INFORMATION GIVEN Start Marker

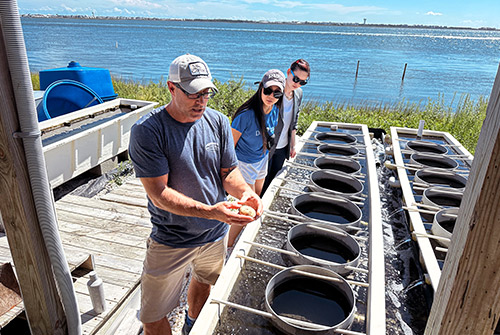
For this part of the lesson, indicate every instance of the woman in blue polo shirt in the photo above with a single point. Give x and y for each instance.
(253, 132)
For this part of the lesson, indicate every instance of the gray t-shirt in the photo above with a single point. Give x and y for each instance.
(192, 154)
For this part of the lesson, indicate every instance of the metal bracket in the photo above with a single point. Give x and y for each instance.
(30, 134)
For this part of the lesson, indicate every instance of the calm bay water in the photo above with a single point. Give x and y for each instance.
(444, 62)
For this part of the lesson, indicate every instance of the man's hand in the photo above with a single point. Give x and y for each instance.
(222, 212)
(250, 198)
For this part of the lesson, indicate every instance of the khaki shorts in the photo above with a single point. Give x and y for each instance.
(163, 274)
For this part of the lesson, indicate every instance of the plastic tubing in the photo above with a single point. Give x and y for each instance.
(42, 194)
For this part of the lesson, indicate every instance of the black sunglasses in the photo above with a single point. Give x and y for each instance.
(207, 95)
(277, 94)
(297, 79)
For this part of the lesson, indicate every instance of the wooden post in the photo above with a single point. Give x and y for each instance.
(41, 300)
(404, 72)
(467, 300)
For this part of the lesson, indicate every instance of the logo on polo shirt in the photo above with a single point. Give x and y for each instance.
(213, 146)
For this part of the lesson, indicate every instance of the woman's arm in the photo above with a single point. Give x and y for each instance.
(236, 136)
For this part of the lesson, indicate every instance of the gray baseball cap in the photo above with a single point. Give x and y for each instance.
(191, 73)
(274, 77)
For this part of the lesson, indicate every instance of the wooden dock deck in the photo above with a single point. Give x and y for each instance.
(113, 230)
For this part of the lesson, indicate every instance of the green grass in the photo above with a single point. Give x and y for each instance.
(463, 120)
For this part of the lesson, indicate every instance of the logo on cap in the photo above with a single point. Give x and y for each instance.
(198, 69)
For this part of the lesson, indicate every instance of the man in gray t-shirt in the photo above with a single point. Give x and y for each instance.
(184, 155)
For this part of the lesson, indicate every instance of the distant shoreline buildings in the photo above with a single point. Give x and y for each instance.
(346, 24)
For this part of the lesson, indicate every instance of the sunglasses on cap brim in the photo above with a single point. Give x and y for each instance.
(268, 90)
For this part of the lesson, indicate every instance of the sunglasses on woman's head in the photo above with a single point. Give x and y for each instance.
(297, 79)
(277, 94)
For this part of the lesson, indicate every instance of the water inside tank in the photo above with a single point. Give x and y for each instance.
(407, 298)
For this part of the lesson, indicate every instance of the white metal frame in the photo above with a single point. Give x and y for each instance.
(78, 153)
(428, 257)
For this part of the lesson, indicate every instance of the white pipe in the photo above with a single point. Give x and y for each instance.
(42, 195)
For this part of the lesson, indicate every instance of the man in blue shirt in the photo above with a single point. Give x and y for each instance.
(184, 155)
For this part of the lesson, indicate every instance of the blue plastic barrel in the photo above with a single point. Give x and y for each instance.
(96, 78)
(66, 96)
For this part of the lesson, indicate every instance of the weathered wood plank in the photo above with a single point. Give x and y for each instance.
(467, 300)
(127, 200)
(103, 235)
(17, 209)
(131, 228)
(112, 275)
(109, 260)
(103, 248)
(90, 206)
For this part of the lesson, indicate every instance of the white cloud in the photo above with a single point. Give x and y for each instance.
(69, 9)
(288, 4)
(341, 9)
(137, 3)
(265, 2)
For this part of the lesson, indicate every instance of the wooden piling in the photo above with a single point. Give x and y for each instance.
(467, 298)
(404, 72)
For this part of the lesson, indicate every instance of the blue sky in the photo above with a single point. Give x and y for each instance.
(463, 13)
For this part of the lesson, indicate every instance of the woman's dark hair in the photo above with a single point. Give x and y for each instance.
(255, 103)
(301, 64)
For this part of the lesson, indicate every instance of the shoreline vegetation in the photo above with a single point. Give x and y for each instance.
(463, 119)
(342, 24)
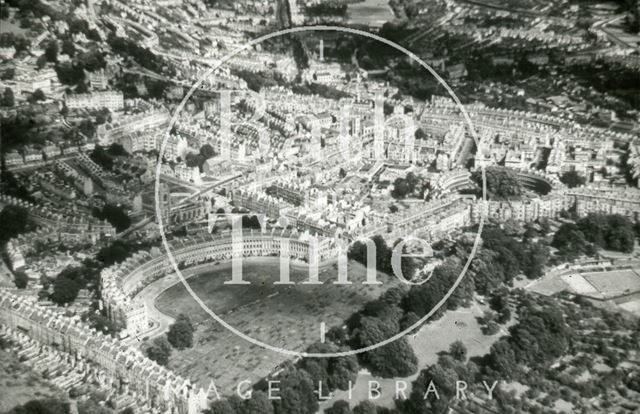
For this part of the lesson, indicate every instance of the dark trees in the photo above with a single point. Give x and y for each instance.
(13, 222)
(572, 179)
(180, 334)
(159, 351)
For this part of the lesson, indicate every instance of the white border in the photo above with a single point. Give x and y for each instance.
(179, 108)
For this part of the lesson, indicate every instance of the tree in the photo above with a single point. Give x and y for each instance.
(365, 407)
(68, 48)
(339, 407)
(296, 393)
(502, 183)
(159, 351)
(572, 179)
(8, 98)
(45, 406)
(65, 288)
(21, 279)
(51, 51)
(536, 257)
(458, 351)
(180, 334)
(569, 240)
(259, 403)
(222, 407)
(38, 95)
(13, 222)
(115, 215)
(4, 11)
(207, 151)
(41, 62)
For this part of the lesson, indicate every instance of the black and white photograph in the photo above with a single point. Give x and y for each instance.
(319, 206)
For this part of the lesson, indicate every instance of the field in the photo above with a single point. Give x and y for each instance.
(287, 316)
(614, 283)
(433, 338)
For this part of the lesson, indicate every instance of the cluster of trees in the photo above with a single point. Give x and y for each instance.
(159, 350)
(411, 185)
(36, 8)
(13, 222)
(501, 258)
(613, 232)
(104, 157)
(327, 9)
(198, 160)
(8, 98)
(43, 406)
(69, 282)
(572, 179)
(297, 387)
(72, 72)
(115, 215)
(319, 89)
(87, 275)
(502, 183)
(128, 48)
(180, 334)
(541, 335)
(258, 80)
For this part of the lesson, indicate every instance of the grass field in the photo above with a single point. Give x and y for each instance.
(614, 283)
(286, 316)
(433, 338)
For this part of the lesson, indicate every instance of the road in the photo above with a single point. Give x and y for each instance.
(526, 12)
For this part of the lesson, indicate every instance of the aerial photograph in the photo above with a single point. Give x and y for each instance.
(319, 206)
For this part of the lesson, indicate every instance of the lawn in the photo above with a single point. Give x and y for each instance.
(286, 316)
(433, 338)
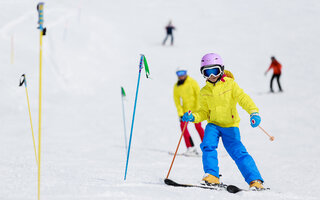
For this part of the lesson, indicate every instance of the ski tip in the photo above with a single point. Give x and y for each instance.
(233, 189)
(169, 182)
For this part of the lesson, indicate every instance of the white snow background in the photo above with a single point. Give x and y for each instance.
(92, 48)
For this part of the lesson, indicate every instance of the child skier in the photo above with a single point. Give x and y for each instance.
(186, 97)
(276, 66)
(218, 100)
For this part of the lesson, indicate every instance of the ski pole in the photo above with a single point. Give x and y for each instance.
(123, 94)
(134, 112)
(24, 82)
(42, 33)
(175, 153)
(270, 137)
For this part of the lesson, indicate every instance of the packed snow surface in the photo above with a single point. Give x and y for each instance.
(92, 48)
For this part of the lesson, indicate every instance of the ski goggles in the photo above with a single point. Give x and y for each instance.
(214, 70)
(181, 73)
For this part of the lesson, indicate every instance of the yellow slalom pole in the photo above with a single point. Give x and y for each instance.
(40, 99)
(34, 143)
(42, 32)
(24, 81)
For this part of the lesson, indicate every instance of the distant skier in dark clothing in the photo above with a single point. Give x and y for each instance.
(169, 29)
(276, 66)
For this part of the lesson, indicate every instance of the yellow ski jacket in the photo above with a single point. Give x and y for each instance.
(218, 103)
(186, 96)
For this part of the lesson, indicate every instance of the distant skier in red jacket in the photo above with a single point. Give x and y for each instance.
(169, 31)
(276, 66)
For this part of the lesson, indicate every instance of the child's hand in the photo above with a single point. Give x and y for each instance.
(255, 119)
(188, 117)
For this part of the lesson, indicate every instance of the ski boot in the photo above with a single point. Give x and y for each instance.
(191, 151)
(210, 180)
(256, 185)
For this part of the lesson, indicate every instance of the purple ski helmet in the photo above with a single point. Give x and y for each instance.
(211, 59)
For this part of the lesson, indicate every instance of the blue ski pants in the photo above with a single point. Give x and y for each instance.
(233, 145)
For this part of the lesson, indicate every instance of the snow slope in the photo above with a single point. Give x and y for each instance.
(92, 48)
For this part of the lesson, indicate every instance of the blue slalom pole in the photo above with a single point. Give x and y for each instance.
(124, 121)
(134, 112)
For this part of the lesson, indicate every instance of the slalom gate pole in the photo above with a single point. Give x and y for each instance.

INFORMATION GIVEN End Marker
INFORMATION GIVEN Start Marker

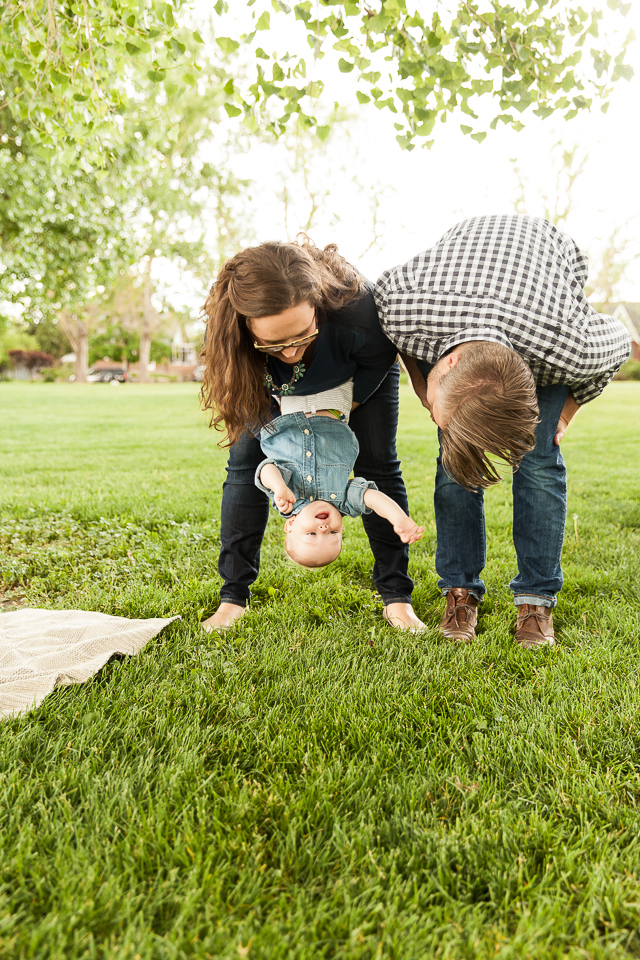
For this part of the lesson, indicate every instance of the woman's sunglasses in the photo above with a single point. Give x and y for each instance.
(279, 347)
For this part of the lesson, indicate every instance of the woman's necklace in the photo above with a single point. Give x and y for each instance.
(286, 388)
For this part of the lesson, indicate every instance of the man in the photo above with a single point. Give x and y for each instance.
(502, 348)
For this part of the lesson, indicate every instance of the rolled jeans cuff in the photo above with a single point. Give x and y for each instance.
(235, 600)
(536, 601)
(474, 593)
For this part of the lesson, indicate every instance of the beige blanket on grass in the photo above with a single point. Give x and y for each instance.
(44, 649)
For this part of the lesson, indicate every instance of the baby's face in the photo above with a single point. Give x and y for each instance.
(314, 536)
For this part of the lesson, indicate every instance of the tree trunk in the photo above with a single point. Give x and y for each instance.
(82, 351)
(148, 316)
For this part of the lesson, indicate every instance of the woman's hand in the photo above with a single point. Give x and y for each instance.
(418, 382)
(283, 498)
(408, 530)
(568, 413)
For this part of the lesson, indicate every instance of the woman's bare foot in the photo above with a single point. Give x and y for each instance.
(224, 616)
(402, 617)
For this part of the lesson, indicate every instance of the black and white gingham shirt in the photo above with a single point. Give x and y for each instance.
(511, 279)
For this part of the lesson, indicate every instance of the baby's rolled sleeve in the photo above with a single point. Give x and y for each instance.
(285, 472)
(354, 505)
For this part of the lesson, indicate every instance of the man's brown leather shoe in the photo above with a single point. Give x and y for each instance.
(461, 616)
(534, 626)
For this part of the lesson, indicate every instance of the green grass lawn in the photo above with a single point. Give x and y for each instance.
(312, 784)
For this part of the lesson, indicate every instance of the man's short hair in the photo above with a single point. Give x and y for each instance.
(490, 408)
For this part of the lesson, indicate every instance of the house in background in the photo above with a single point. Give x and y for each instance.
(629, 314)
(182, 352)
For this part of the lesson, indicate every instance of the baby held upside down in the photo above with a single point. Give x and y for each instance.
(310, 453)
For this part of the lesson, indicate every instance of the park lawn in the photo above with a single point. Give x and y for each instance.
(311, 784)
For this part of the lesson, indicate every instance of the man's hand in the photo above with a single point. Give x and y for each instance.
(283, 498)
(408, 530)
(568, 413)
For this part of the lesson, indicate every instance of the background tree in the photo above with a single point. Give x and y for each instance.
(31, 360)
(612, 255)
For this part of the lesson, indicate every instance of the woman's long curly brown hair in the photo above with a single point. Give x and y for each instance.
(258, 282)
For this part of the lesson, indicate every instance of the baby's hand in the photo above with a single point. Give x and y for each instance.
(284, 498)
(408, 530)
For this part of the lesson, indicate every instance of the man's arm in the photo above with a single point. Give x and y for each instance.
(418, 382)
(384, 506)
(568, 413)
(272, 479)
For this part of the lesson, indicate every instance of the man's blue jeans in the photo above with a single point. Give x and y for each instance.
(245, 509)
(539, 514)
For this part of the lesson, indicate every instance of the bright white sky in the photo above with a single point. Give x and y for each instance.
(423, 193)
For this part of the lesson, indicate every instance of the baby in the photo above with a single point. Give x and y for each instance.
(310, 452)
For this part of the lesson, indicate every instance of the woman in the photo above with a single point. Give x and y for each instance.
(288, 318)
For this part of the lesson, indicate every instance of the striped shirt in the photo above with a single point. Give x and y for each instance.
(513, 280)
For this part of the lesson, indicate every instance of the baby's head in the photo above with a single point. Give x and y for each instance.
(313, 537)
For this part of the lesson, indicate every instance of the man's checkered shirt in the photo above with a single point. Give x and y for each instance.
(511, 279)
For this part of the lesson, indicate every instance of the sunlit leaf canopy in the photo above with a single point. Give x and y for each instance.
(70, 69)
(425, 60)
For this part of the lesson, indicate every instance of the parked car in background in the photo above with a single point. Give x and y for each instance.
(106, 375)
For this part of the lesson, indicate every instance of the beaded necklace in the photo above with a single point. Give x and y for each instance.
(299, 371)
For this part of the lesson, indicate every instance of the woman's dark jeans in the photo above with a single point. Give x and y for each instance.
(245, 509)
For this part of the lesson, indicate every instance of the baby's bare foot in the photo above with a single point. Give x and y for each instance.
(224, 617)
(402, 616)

INFORMATION GIVEN End Marker

INSTRUCTIONS TO FOLLOW
Go to the line with "the yellow ski" in the entries above and repeat every line from there through the line with "of the slalom", exactly and with no other text.

ANSWER SECTION
For this part of the lesson, indicate every instance of the yellow ski jacket in the photo above with a single point. Give x and y for each instance.
(218, 103)
(186, 96)
For this part of the lesson, indicate every instance of the distant skier in red jacket in the photo above with a single point. Give x and y for each instance.
(169, 31)
(276, 66)
For this part of the lesson, indicate every instance of the child's hand in the photo above with a single point. Give x and y for each instance.
(255, 119)
(188, 117)
For this part of the lesson, indicate every instance of the ski boot in the photo above with a single point. Give x and y for each instance.
(191, 151)
(210, 180)
(256, 185)
For this part of the lesson, indicate every instance of the purple ski helmet in the photo above with a single point. Give x and y for each instance.
(211, 59)
For this part of the lesson, indicate every instance of the blue ski pants in the photo above with a single point. Give x and y for each instance.
(233, 145)
For this part of the lesson, indicate every instance of the snow slope in the photo above with a single point. Give x and y for each instance.
(92, 48)
For this part of the lesson, indicate every instance of the blue slalom pole in the photo above with a single point. Give x and y for each instance.
(124, 121)
(134, 112)
For this part of the lesson, indicate every instance of the slalom gate pole in the photo above with a single point. Give x and y for each instance.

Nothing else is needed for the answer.